Data excerpts
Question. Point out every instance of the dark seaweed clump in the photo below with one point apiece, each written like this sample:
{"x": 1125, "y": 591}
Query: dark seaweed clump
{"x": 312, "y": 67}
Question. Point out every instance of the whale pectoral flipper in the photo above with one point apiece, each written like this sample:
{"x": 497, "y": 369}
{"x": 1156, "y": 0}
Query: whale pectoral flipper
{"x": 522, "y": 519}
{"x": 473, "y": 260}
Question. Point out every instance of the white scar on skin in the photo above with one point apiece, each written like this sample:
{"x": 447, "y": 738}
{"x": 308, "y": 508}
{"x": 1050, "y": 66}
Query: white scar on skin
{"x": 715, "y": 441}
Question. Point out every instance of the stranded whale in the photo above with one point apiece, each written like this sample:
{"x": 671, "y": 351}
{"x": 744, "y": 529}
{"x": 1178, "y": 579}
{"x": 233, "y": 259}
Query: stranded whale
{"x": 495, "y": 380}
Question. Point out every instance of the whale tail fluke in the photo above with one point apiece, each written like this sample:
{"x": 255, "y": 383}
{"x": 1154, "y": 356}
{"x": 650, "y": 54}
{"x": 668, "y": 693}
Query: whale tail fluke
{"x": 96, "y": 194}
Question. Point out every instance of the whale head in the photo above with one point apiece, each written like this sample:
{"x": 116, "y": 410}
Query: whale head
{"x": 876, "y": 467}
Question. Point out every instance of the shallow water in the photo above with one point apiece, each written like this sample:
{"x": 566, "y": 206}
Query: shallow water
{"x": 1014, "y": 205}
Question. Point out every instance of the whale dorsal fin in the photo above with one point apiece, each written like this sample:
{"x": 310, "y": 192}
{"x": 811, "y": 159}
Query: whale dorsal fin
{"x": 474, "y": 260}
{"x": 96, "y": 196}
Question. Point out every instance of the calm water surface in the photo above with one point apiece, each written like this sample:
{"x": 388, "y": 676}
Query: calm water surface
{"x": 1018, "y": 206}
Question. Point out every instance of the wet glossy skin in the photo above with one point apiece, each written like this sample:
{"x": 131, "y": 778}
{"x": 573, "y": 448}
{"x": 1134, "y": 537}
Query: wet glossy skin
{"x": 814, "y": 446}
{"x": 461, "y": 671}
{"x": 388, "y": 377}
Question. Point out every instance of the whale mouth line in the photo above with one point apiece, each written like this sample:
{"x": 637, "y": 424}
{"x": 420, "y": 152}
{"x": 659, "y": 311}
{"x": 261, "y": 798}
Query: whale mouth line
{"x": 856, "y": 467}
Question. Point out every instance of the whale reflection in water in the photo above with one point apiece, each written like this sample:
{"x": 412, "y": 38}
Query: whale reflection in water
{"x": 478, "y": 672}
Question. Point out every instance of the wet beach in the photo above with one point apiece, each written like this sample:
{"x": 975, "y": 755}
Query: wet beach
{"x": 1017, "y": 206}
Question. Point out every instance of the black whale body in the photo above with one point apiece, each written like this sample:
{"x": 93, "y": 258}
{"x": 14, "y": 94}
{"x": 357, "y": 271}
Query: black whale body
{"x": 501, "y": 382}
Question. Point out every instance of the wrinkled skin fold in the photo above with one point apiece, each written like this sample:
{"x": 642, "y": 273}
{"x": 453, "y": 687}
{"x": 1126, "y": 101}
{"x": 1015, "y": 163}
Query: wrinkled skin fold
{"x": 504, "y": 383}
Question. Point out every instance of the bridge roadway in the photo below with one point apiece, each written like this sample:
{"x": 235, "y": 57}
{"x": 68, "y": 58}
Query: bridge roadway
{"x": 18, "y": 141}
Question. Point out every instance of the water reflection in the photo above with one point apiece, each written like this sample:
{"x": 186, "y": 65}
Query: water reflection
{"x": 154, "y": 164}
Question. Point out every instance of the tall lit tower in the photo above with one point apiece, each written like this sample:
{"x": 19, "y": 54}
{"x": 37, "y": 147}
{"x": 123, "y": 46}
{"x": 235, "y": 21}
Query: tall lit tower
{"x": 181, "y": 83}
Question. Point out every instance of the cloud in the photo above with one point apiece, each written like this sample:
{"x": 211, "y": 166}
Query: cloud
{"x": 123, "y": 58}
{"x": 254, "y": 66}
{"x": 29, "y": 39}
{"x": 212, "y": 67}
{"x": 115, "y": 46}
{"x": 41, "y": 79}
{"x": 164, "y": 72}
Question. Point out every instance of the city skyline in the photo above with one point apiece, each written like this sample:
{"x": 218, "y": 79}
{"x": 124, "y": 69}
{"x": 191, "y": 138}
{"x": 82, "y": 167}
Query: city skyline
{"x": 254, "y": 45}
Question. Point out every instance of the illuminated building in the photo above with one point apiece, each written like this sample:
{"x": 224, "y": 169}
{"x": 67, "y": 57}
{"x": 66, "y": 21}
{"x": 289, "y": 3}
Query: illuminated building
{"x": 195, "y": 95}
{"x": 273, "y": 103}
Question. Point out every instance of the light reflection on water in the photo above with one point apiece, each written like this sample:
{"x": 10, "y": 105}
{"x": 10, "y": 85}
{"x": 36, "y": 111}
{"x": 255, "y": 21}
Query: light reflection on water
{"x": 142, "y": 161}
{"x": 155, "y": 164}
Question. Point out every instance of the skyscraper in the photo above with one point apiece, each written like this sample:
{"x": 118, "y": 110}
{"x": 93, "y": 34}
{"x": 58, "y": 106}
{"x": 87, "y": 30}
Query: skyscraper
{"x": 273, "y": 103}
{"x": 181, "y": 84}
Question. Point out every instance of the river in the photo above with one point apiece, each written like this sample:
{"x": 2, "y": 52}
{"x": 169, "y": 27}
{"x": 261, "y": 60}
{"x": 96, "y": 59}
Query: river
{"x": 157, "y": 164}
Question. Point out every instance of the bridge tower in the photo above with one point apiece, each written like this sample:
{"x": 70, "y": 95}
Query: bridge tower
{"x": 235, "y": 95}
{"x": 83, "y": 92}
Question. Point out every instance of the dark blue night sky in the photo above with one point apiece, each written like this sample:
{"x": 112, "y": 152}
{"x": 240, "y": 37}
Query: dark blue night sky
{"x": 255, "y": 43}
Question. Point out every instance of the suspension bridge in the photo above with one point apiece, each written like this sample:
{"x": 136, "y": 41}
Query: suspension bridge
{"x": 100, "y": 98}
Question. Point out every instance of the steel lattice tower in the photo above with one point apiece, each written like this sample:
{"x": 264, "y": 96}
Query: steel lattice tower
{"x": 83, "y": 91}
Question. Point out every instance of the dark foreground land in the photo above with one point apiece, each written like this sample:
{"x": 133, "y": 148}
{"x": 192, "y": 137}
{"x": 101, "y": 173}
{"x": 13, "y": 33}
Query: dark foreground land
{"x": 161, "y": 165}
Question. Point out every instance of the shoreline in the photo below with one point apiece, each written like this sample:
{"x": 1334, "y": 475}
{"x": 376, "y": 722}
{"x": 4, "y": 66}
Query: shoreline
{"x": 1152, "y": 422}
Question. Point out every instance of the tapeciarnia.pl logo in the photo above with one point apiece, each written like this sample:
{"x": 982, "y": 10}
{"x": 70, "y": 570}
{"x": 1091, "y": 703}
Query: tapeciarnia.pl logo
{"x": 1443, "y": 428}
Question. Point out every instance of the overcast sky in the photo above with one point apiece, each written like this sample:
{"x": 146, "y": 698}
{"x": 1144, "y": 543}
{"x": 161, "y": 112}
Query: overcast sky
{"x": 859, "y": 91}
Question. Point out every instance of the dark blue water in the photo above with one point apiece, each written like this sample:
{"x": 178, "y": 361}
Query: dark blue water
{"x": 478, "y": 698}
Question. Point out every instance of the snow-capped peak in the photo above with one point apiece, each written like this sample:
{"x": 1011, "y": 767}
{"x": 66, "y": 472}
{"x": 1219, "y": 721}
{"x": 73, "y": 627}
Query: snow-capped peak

Task brief
Copy out all of the material above with each "Query" changed to "Target" and nothing else altered.

Reply to the task
Question. Point out every instance of the dark seaweed clump in the photo below with one point apiece, each written like this sample:
{"x": 1125, "y": 591}
Target: dark seaweed clump
{"x": 312, "y": 67}
Question. Point out every instance of the whale pectoral flipper in the photo above with one point apiece, each written like this sample:
{"x": 497, "y": 369}
{"x": 1156, "y": 0}
Target: whale pectoral flipper
{"x": 522, "y": 519}
{"x": 473, "y": 260}
Question. Point out every instance of the white scar on skin in the photo above with one point apiece, each written like this sample:
{"x": 447, "y": 738}
{"x": 308, "y": 508}
{"x": 1050, "y": 66}
Target: white scar on skin
{"x": 715, "y": 441}
Question. Point out every instance of the stranded whale in the photo above with one point apiece, each written like this sample:
{"x": 671, "y": 351}
{"x": 744, "y": 529}
{"x": 1178, "y": 579}
{"x": 233, "y": 259}
Target: stranded whale
{"x": 495, "y": 380}
Question. Point out every instance of the whale tail fluke in the photo above with one point apiece, each written like this sample:
{"x": 255, "y": 383}
{"x": 1154, "y": 356}
{"x": 650, "y": 54}
{"x": 668, "y": 693}
Target: whale tail fluke
{"x": 96, "y": 194}
Question. Point out every instance of the whale head in the photo above with one point apiece, each written like this sample:
{"x": 116, "y": 410}
Target: whale head
{"x": 876, "y": 467}
Question. Point out every instance of the shallow water in the photo above with one point apiece, each written like this sample:
{"x": 566, "y": 206}
Target: shallow water
{"x": 1014, "y": 205}
Question. Point out every instance of the whale dorsal fin in the photo above with one point apiece, each written like this sample:
{"x": 310, "y": 192}
{"x": 811, "y": 159}
Target: whale dorsal fin
{"x": 474, "y": 260}
{"x": 96, "y": 196}
Question. Point out every instance of the calm water surface in the photo above with one point apiece, each written like this sample:
{"x": 388, "y": 676}
Target: calm water surface
{"x": 1018, "y": 206}
Question. Point out every instance of the wet glossy skin in the photo above with one point apiece, each written like this sample:
{"x": 131, "y": 778}
{"x": 573, "y": 448}
{"x": 1134, "y": 537}
Target: wet glossy skin
{"x": 814, "y": 446}
{"x": 461, "y": 671}
{"x": 388, "y": 377}
Question. Point out every instance of the whale mouth line in the photo above with one point apiece, each written like this sample:
{"x": 637, "y": 424}
{"x": 420, "y": 152}
{"x": 659, "y": 311}
{"x": 261, "y": 798}
Target: whale mouth line
{"x": 856, "y": 467}
Question. Point out every instance of the whale reflection in water in the photo above with one point apiece, each written like this sample:
{"x": 412, "y": 38}
Target: whale reflection in water
{"x": 478, "y": 672}
Question. Point out every instance of the wet beach in the photo above with one point apiece, each written like this sample:
{"x": 975, "y": 755}
Target: wet beach
{"x": 1017, "y": 206}
Question. Point out every instance of the black whale body in the photo above with one point apiece, each written like this sample:
{"x": 93, "y": 258}
{"x": 14, "y": 94}
{"x": 357, "y": 271}
Target: black whale body
{"x": 501, "y": 382}
Question. Point out every instance of the wrinkled skin fold in the photo above with one point apiece, each written like this sample:
{"x": 642, "y": 273}
{"x": 453, "y": 687}
{"x": 1126, "y": 101}
{"x": 1015, "y": 163}
Target: wrinkled skin fold
{"x": 504, "y": 383}
Question. Point out every instance of the bridge roadway in the photo below with one point apiece, each written like this sample:
{"x": 235, "y": 57}
{"x": 68, "y": 58}
Target: bridge roadway
{"x": 18, "y": 141}
Question. Point out every instance of the water reflection in the photo above with one point apiece, each written like this sample:
{"x": 186, "y": 65}
Target: water reflection
{"x": 154, "y": 164}
Question. Point out every instance of the tall lit tower in the photo above with one point apiece, each written like this sample:
{"x": 19, "y": 54}
{"x": 37, "y": 147}
{"x": 123, "y": 46}
{"x": 235, "y": 21}
Target: tall lit tower
{"x": 181, "y": 83}
Question. Point out every instance of the cloud in the photo above with one point apiece, each written like this sample:
{"x": 211, "y": 166}
Target: cloud
{"x": 123, "y": 58}
{"x": 254, "y": 66}
{"x": 29, "y": 39}
{"x": 212, "y": 67}
{"x": 115, "y": 46}
{"x": 41, "y": 79}
{"x": 164, "y": 72}
Question. Point out every instance of the city skyline in the photo above with one point apiece, each written like this sample:
{"x": 218, "y": 79}
{"x": 124, "y": 69}
{"x": 191, "y": 138}
{"x": 82, "y": 167}
Target: city skyline
{"x": 254, "y": 45}
Question. Point out every instance of the illuminated building in the photo above with one point apiece, each written like this sample:
{"x": 224, "y": 169}
{"x": 67, "y": 57}
{"x": 66, "y": 21}
{"x": 289, "y": 3}
Target: illuminated building
{"x": 195, "y": 95}
{"x": 273, "y": 103}
Question. Point out every instance of the light reflection on water in the photo above with one point apiece, each written like this sample:
{"x": 10, "y": 105}
{"x": 10, "y": 85}
{"x": 36, "y": 111}
{"x": 255, "y": 21}
Target: light reflection on water
{"x": 142, "y": 161}
{"x": 155, "y": 164}
Question. Point out every instance of the skyscraper in the photo above with one point apiece, each written like this sample:
{"x": 118, "y": 110}
{"x": 93, "y": 34}
{"x": 58, "y": 106}
{"x": 87, "y": 30}
Target: skyscraper
{"x": 273, "y": 103}
{"x": 181, "y": 84}
Question. Point out every instance of the river in the photo above with one point apiece, each written like this sample:
{"x": 2, "y": 52}
{"x": 169, "y": 27}
{"x": 261, "y": 60}
{"x": 96, "y": 59}
Target: river
{"x": 157, "y": 164}
Question. Point out every instance of the bridge tower in the photo above with one point apiece, each written like this sample:
{"x": 70, "y": 95}
Target: bridge tower
{"x": 235, "y": 95}
{"x": 83, "y": 92}
Question. Point out every instance of the dark blue night sky in the photo above with one point apiece, each written like this sample:
{"x": 112, "y": 152}
{"x": 240, "y": 37}
Target: dark blue night sky
{"x": 255, "y": 43}
Question. Point out every instance of the suspension bridge in the photo above with one point apiece, each written like this sample:
{"x": 136, "y": 41}
Target: suspension bridge
{"x": 100, "y": 98}
Question. Point out every instance of the steel lattice tower in the photo above with one point apiece, each written like this sample:
{"x": 264, "y": 96}
Target: steel lattice tower
{"x": 83, "y": 91}
Question. Point out every instance of the dark foreground land in the photo above with one point apiece, each written like this sample:
{"x": 133, "y": 148}
{"x": 192, "y": 137}
{"x": 101, "y": 173}
{"x": 13, "y": 33}
Target: dark foreground land
{"x": 161, "y": 165}
Question. Point out every instance of the shoreline in the photo below with one point apiece, each written like this sample:
{"x": 1334, "y": 475}
{"x": 376, "y": 722}
{"x": 4, "y": 66}
Target: shoreline
{"x": 1152, "y": 422}
Question. Point out every instance of the tapeciarnia.pl logo in the photo above with one point apiece, each written like this sample:
{"x": 982, "y": 10}
{"x": 70, "y": 570}
{"x": 1091, "y": 703}
Target: tapeciarnia.pl logo
{"x": 1443, "y": 428}
Question. Point out every instance of the overcast sky in the photo above with one point apiece, each written like this sample:
{"x": 146, "y": 698}
{"x": 1144, "y": 543}
{"x": 161, "y": 112}
Target: overcast sky
{"x": 859, "y": 91}
Question. Point out every instance of the dark blue water in the photo above with one point apiece, each written like this sample:
{"x": 178, "y": 361}
Target: dark blue water
{"x": 478, "y": 698}
Question. Point out every instance of the snow-capped peak in the photo above with one point apiece, each written like this sample:
{"x": 1011, "y": 767}
{"x": 66, "y": 472}
{"x": 1219, "y": 721}
{"x": 73, "y": 627}
Target: snow-capped peak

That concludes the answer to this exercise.